+++ TEXT BLOCK
Ezra 6 Teaching Notes — Faithful to the Faithless | Exploring Ezra

Exploring Ezra Teaching Notes

Ezra 6 — Faithful to the Faithless

Ezra chapter 6 is the resolution of the conflict that dominated chapters 4 and 5 — and God's faithfulness is on full display. These teaching notes for Lesson 6 of Exploring Ezra cover three themes: God's faithfulness, the impact of the Word of God, and the restoration of worship. Leaders will find teaching drawn from Numbers 23:19, Isaiah 46:3-4, and 1 Corinthians 14:3 on how God carries His people from womb to grave, and the critical distinction between conviction and condemnation. Ezra 6 is a reminder that God is faithful even in our fickleness.


The Big Idea

Three threads carry this session: God’s faithfulness, the impact of the Word of God, and worship. They build on each other — faithfulness produces the right response to the Word, and the right response to the Word produces genuine worship.

God is faithful even in our fickleness. That is the whole session in one sentence.


I. God’s Faithfulness

Numbers 23:19

God does not lie. He is not a man that He should change His mind. What He promised in Session 4 — “I am with you” — He is now delivering in full. Ezra 6:1–12 is the Lord’s hand carrying the entire situation.

Isaiah 46:3–4

•       From birth He has upheld them — and us

•       Look back on your own life. Can you trace it?

•       An infant is utterly helpless — carried everywhere. In old age the same may return.

•       From womb to grave, God carries us.

Note: Personal illustration: My uncle carried his father. Humbling — and a picture of what God does for us across a lifetime. Use it to make the Isaiah passage land.

In Ezra 6:1–12, God’s faithfulness is on full display through the most unlikely instruments. Darius issues a decree that not only permits the building — it funds it. God pays the expenses. As He provided Himself a lamb for Abraham, He provides every resource needed here.

•       God’s protection against the wicked — vv. 6–7: Tattenai is told to stay away

•       Above and beyond expectation — v. 11: the penalty for interference is severe

•       Remember: God named Cyrus before his birth (Isaiah 44–45). Darius is no accident either.

The study guide’s interpretation section presses the group on how God used Darius and Tattenai — Gentile instruments, again — to accomplish His purposes. This is the pattern throughout Ezra: God’s sovereignty is not limited to His people. Where do we find His promises? In the Word.


II. The Impact of the Word of God

God reiterates in v. 14 the impact of Haggai and Zechariah. The prophets’ words built, strengthened, and moved the people to completion. The study guide connects this directly to 1 Corinthians 14:3:

1 Corinthians 14:3

•       Edification — building up, promoting growth in godly wisdom, piety, happiness

•       Exhortation — encouragement, admonishing

•       Comfort — consoling, calming

The Word requires a response. And the nature of that response depends on what the Word produces in you. Two possibilities: conviction or condemnation. This distinction is critical, and the study guide works through it carefully in interpretation question 11. Here is the teaching frame:

Condemnation

We discovered in this study where condemnation comes from: Satan. He is the accuser of the brethren — always opposing righteousness, always seeking to destroy. His most effective tool is not outright attack but the lie that what you’ve done is unforgivable. Condemnation draws a man further from God. And pride — refusing to humble yourself — keeps him there.
++++++
+++ INFORMATION SHOWN
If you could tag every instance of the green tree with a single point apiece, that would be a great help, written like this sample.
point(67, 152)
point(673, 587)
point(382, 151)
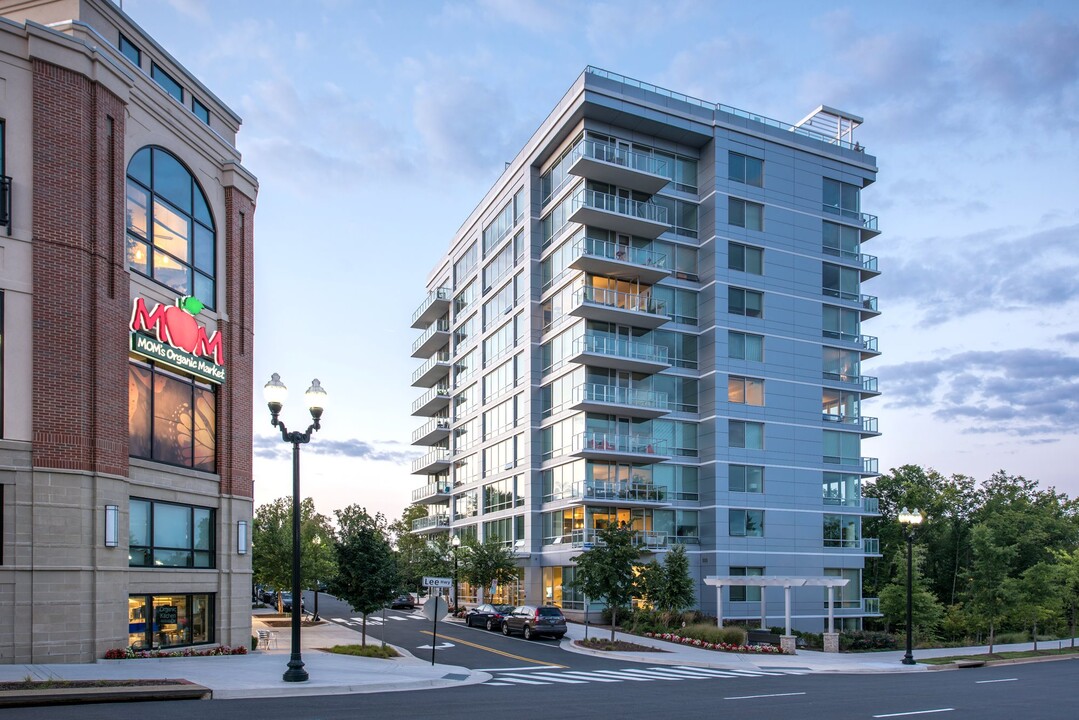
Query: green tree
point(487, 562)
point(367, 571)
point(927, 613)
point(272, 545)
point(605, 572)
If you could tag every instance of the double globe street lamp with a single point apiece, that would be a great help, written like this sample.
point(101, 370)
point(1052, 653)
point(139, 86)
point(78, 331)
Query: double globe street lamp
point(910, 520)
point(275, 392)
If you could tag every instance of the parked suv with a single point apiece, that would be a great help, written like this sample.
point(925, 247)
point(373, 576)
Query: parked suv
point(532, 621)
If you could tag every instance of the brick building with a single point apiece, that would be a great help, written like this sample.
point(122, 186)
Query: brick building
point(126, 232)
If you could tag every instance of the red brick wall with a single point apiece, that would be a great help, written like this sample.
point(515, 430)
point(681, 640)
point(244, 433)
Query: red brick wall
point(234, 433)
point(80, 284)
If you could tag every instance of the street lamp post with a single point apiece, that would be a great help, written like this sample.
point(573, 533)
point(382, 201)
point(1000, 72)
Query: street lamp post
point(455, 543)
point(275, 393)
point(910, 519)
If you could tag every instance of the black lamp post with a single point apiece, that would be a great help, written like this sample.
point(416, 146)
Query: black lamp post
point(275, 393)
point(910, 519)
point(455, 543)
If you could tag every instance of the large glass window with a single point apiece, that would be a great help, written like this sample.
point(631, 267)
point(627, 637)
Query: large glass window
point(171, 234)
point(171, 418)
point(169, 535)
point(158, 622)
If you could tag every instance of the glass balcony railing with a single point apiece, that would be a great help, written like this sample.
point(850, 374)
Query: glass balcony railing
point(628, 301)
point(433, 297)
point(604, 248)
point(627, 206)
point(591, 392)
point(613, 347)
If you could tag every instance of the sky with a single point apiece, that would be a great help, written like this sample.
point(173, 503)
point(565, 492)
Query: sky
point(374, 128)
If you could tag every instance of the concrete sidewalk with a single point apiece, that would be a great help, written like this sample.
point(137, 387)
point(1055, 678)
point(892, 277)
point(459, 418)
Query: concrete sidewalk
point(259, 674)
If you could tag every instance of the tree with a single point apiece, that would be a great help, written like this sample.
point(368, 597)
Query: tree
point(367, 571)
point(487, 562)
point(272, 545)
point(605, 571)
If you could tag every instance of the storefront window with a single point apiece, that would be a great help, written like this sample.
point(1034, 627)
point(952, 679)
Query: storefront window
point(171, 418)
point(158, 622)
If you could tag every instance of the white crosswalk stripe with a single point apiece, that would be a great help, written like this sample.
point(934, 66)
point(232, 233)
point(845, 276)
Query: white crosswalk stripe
++++++
:: WHAT THIS EXERCISE ASKS ::
a – In the Ezra 6 teaching notes, give the passage from "The Big Idea" up to and including "in one sentence." again, replacing "session" with "lesson".
b – According to the Ezra 6 teaching notes, where does condemnation come from?

:: SOLUTIONS BELOW ::
a –
The Big Idea

Three threads carry this lesson: God’s faithfulness, the impact of the Word of God, and worship. They build on each other — faithfulness produces the right response to the Word, and the right response to the Word produces genuine worship.

God is faithful even in our fickleness. That is the whole lesson in one sentence.

b – Satan.